- [MATERIAL PROVIDED]:
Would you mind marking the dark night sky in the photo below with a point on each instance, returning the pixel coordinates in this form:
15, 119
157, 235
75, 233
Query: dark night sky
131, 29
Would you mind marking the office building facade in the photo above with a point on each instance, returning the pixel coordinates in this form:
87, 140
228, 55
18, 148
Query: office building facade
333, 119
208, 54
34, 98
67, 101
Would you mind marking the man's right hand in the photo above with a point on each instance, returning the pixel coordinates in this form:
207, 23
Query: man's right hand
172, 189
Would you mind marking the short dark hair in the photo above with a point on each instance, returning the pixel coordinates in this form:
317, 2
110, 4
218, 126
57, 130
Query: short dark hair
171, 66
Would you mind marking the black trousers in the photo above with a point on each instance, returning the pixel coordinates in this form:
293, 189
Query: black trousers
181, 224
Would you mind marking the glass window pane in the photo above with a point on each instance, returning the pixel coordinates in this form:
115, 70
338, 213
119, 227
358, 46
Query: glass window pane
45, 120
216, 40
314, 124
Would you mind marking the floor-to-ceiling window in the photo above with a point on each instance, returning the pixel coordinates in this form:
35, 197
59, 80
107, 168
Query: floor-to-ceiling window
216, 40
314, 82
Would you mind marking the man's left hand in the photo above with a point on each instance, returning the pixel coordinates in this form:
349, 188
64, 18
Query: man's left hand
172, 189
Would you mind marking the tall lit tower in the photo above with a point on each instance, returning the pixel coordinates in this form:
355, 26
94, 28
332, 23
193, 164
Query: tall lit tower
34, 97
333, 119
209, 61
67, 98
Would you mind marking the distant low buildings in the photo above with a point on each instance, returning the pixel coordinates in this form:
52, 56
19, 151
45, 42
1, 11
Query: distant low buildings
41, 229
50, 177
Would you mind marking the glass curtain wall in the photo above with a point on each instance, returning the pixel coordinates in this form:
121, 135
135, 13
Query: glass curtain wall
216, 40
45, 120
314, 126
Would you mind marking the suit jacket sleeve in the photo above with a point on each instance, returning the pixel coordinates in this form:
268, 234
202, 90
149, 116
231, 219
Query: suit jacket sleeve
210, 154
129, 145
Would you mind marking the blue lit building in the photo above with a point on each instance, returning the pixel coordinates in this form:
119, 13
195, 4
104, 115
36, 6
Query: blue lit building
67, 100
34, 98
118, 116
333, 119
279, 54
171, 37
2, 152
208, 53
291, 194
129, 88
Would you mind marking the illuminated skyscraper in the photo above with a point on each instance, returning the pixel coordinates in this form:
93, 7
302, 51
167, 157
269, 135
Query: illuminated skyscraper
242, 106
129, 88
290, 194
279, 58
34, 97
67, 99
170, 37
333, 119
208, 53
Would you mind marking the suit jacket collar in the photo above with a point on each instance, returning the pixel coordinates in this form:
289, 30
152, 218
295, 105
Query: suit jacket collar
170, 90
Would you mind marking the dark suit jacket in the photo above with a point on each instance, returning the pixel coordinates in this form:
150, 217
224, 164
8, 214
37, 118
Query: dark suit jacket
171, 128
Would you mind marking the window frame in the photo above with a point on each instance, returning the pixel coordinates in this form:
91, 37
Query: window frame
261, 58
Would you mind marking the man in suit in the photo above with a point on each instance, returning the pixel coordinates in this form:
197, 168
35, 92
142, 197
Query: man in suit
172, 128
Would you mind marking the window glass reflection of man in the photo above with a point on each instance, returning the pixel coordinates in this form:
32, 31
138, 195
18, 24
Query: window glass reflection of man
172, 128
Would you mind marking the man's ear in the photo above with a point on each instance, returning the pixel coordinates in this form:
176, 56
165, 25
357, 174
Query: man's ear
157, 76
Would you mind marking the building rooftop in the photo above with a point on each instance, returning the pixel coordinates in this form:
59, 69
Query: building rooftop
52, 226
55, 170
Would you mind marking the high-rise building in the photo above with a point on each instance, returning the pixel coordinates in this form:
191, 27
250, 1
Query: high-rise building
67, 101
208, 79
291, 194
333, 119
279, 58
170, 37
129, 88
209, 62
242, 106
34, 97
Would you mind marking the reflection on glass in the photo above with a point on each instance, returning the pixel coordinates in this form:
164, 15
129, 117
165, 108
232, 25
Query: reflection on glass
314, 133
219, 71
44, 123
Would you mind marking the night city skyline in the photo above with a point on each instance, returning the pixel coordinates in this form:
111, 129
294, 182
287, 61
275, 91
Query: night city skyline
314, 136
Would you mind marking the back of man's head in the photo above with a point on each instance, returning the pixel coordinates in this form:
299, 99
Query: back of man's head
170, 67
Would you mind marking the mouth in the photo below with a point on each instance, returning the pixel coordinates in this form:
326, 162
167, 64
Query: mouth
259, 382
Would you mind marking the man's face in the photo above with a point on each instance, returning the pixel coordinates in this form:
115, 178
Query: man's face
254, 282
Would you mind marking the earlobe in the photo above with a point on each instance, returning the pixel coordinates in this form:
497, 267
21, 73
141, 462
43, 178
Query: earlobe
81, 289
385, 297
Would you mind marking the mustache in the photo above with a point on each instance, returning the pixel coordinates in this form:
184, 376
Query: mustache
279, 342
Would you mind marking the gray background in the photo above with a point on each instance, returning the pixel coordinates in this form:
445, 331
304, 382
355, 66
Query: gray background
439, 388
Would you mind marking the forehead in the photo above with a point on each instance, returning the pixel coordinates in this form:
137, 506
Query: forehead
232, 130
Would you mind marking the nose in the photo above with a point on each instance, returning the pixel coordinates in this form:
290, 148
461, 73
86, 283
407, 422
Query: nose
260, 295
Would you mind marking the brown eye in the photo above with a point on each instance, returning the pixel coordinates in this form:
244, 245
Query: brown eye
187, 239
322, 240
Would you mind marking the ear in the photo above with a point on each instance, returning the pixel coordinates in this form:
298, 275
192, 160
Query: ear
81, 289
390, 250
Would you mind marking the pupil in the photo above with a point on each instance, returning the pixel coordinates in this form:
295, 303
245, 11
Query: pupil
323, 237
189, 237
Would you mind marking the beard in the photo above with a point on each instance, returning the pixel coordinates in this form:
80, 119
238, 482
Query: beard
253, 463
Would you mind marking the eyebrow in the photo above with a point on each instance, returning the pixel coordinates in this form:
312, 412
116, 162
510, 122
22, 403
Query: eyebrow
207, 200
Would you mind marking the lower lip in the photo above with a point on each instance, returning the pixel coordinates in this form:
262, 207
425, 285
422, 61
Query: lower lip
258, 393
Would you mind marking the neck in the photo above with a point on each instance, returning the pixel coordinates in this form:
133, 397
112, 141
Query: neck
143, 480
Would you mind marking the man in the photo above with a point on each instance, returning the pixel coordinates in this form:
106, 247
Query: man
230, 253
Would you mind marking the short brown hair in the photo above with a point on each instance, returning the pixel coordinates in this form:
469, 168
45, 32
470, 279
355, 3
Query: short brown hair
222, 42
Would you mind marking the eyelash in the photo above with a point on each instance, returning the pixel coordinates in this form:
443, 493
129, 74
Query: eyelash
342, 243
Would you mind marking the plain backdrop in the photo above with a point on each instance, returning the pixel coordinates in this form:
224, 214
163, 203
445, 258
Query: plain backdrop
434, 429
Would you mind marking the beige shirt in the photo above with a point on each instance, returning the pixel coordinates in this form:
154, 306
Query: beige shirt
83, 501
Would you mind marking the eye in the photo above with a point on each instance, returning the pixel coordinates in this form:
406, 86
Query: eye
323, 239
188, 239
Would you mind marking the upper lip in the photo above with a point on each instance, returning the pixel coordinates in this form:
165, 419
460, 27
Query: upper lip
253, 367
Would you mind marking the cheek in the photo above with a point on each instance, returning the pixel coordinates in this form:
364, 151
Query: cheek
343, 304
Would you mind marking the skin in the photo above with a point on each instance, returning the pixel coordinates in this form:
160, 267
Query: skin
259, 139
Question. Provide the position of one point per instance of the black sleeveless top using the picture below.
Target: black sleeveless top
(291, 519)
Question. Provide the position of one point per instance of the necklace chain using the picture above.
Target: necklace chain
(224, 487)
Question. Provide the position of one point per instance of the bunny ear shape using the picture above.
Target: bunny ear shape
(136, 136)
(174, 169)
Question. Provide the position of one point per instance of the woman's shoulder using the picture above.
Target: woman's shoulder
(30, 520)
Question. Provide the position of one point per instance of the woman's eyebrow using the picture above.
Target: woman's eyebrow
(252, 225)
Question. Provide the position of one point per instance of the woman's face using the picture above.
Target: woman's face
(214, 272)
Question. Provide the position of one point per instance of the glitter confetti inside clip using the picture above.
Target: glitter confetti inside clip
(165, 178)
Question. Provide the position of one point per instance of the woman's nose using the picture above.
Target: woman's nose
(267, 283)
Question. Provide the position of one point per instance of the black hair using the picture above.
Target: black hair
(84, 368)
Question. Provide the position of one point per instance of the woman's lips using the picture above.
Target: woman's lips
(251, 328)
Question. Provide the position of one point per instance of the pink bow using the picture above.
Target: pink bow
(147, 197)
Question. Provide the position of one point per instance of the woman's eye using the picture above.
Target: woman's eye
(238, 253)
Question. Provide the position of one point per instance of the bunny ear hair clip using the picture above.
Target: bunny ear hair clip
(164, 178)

- [GOAL OF THE EXERCISE]: The answer is a single number: how many lines in the data above hold the string "below".

- [SOLUTION FOR THIS PROBLEM]: 3